─── Available data

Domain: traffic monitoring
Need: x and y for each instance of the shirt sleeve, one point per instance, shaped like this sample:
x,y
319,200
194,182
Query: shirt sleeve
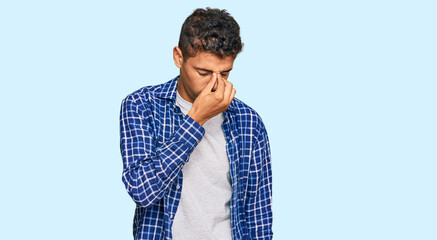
x,y
148,169
259,203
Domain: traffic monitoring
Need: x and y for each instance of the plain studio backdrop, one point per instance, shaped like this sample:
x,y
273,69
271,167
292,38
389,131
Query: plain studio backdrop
x,y
347,90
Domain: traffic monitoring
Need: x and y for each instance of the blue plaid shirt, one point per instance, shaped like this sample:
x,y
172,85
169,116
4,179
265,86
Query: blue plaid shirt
x,y
157,140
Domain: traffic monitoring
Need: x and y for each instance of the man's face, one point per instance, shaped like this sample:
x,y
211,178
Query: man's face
x,y
196,72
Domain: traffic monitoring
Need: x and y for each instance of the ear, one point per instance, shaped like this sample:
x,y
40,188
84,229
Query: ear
x,y
177,57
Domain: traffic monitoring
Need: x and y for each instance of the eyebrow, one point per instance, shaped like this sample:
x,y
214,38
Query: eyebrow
x,y
210,71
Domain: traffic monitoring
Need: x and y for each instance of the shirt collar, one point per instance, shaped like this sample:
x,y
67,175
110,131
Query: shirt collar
x,y
168,90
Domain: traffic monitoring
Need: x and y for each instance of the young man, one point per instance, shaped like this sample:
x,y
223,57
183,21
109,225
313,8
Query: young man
x,y
196,160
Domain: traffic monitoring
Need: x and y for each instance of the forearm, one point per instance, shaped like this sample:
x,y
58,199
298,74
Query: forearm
x,y
148,169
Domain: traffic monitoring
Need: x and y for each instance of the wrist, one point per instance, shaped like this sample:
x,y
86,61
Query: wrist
x,y
196,117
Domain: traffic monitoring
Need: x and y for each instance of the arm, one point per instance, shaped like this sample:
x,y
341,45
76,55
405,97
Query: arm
x,y
149,170
259,203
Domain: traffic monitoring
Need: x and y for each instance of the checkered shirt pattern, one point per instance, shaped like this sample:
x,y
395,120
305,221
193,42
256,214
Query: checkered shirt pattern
x,y
156,140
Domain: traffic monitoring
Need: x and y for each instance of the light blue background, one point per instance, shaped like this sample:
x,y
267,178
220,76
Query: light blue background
x,y
347,90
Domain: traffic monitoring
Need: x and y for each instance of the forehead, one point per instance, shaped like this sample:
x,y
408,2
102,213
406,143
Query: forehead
x,y
210,61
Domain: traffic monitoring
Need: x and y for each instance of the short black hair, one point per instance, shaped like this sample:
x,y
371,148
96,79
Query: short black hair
x,y
210,30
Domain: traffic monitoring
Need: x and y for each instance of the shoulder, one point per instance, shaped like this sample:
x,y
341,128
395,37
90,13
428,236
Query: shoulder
x,y
149,94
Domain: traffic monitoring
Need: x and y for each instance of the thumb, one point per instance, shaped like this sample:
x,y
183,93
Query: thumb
x,y
211,83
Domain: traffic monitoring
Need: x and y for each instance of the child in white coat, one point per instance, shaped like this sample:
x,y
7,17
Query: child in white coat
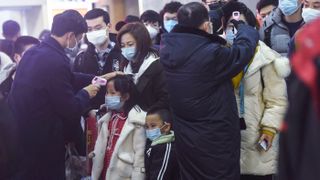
x,y
119,149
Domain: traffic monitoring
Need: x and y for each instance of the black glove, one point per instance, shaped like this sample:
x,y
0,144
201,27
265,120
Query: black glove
x,y
236,23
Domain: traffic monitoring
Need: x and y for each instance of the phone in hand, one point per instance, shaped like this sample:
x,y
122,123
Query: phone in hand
x,y
236,15
99,81
263,145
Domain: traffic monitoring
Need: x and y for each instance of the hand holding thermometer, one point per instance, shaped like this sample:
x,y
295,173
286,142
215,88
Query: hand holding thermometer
x,y
236,15
99,81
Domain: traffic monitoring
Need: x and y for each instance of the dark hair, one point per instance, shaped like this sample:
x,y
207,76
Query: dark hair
x,y
246,12
263,3
192,15
128,19
95,13
10,28
143,42
22,42
150,16
68,21
124,84
165,115
44,34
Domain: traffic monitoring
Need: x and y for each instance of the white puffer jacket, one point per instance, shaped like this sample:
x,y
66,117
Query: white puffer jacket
x,y
265,103
127,161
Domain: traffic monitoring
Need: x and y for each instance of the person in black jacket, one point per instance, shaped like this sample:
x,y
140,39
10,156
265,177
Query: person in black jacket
x,y
143,62
103,54
160,157
199,68
47,100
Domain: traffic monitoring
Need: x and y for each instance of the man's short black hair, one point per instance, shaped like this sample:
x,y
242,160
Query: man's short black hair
x,y
192,15
164,114
150,16
95,13
171,7
263,3
10,28
68,21
23,41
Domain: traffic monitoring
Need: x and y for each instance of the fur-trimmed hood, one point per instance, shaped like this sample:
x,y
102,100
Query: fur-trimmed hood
x,y
266,55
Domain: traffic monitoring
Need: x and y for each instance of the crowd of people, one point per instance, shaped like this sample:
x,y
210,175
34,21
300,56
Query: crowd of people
x,y
199,91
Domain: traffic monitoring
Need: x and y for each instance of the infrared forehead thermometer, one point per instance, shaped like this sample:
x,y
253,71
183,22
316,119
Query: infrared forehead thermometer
x,y
99,81
236,15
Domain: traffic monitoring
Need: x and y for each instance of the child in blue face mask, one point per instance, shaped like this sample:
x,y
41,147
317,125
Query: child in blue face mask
x,y
160,159
119,149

──────

• [Task goal] Reproduce the lines above exactly, image-free.

• [Exercise response]
Domain: traffic monitoring
Need: x and y for each instance of the shirt sleeve, one point per instance, shaped like this sample:
x,y
319,200
194,182
Query: shirt sleeve
x,y
148,169
259,203
Domain: traffic monitoring
Need: x and y for each instance of the plain studio backdrop, one point per instance, shaped like this sample:
x,y
273,69
271,167
292,38
389,131
Query: plain studio backdrop
x,y
347,90
Domain: traffic monitoring
Need: x and y for each instance of the blue plaid shirt, one point per instance, shaped like this sample:
x,y
172,85
169,116
4,179
265,86
Query: blue plaid shirt
x,y
157,140
Domain: traffic monitoring
Need: x and y for each instance of the man's face, one point per instance, shaped like this sample:
x,y
211,178
Query: man's face
x,y
196,72
Domain: traffic monitoring
Need: x and y for each instance of the ear, one point per instance, shaped like this sample:
x,y
40,188
84,229
Query: ear
x,y
177,57
Domain: traffic monitoring
Need: x and y for each instance of the eyebrow, one point per instance, shaped like this sample:
x,y
214,38
Query: eyebrow
x,y
210,71
Domain: traffic monitoring
Need: x and y for each instance of the shirt collar, one point per instance, shaped like this sample:
x,y
67,175
110,131
Query: shirt collar
x,y
168,90
Domain: traffic monitoring
Need: x and y for each instance of the young man, one point per instance, shaped like this sample:
x,y
223,57
183,21
109,225
313,8
Query: young man
x,y
196,160
Domain: traffic monitoring
Need: x and y for each instance of the forearm, one point per instance, shaped like this sample:
x,y
58,199
298,74
Query: forearm
x,y
148,169
Domain: traffic monitoring
Need: x and y for each instance of the wrist, one point per instance, shaped like this sample:
x,y
86,61
Query: wrist
x,y
196,117
Domain: traffic monitoring
Need: x and y for each instance of the arm, one point per instance, shaped like this sample:
x,y
341,45
76,55
405,97
Query: arm
x,y
149,170
259,203
Domain: traffic monitoring
Need: x and y for each instance of the checkered shirt pattern, one point per instance, shaped like this sample:
x,y
395,120
305,221
193,42
256,214
Query: checkered shirt pattern
x,y
156,140
Domain: traffic monitoring
Need: x and y for each instance of the light blue background, one point per instance, shaped like this sample:
x,y
267,178
220,76
Query: light blue background
x,y
347,90
Domain: traffic monitoring
Need: x and y for each instance of the forehead, one point per instance, shaped like this sample:
x,y
408,2
102,213
406,143
Query: forehead
x,y
210,61
Domain: traffic monitoring
Need: x and y for each instance of the short black hair, one point per instance, shaped like this sample:
x,y
371,148
96,79
Query: short black hair
x,y
210,30
Domain: traffic monitoring
Need: x and y for each instance of the shoulder, one point per instance, shaped like this sample:
x,y
341,128
395,37
90,13
428,236
Query: shoulder
x,y
149,94
Domain: traffic monitoring
Need: x and y for each instance of the thumb, one point per instance, shaped like this sample:
x,y
183,93
Query: thumb
x,y
211,83
Domain: traffic monitoring
Need: x and y for each instance of the child in white coat, one point per instance, shaped like this sample:
x,y
7,17
Query: child in white coat
x,y
119,149
Domain: traffic monitoring
Need: x and y for each instance of the black glove, one point per instance, shaped like this sample:
x,y
0,144
201,27
265,120
Query: black glove
x,y
236,23
Domain: traffic monitoring
Need: x and y for each instance of the phone in hand, one point per instance, shaped like this sample:
x,y
122,123
Query: phone in hand
x,y
236,15
99,81
263,145
Domain: traffic monitoring
Need: x and y for each instance of the hand holding thermometer, one point per instance, shaped like this sample:
x,y
295,173
286,142
215,88
Query: hand holding thermometer
x,y
236,15
99,81
Domain: traffic monitoring
Need: x and y for each instance of the dark hair, one point per instance, shaped like this sample:
x,y
207,76
Query: dark hair
x,y
246,12
263,3
192,15
128,19
95,13
10,28
143,42
22,42
150,16
68,21
124,84
165,115
44,34
Domain: traffic monitoring
Need: x and y for each instance of the white puffer jacket, one point per instance, shaped like this sample:
x,y
66,117
Query: white puffer jacket
x,y
265,103
127,161
Domain: traffic monitoring
Need: x and y for each instance of the person in black jacket, one point per instance, shaped like this sample:
x,y
140,39
10,156
265,177
Query: person in black jacket
x,y
143,62
103,54
160,157
199,68
47,100
Domain: traffic monitoring
Need: x and y for each instance of the man's short black hair, one point per instance, shaped like this sample:
x,y
242,160
Query: man's short black hair
x,y
192,15
164,114
150,16
95,13
171,7
263,3
10,28
68,21
23,41
Domain: traffic monitoring
Need: x and y for each instance of the fur-trimmed hood, one point per instance, shaped like this sample:
x,y
102,100
Query: fur-trimmed hood
x,y
266,55
Domain: traffic monitoring
Need: x and y for each instance of the crowd of people, one point per instance, shaped like this sample:
x,y
210,175
34,21
300,56
Query: crowd of people
x,y
199,91
Domain: traffic monitoring
Need: x and y for each instance of the infrared forehead thermometer, one point per instance, shaped like this sample:
x,y
253,71
183,22
316,119
Query: infrared forehead thermometer
x,y
99,81
236,15
Domain: traffic monitoring
Need: x and y for each instance of the child in blue face mask, one point per instance, shaped like this sample:
x,y
41,147
317,125
Query: child in blue face mask
x,y
160,159
119,149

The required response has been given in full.